## WORK TO COMPLETE
Retype the whole listing, please, keeping every line exact and dropping the pictures.

## DATASET EXTRACT

"""

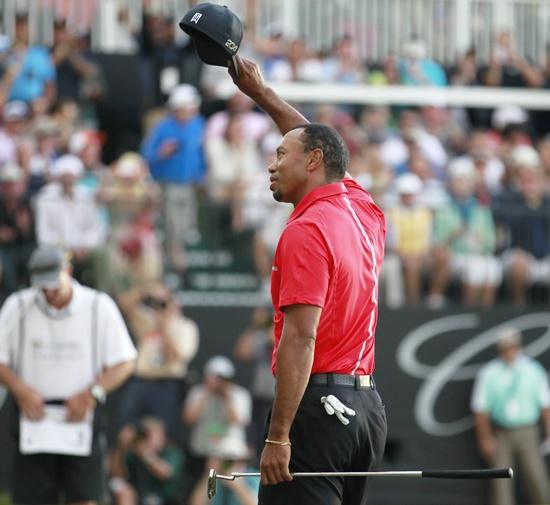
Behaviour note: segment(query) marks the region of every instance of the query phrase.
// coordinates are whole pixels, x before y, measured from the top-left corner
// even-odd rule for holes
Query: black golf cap
[[[189,9],[180,21],[180,28],[195,44],[202,61],[209,65],[228,67],[243,39],[241,20],[225,5],[200,3]]]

"""

## SOLUTION FOR THIS TASK
Behaviour note: segment(query) marks the region of every instance of the query phrase.
// coordinates are whole pixels, x before y, measured from the top-left corner
// even-odd rule for holes
Query: black golf cap
[[[189,9],[180,21],[180,28],[195,44],[202,61],[209,65],[228,67],[243,39],[241,20],[225,5],[200,3]]]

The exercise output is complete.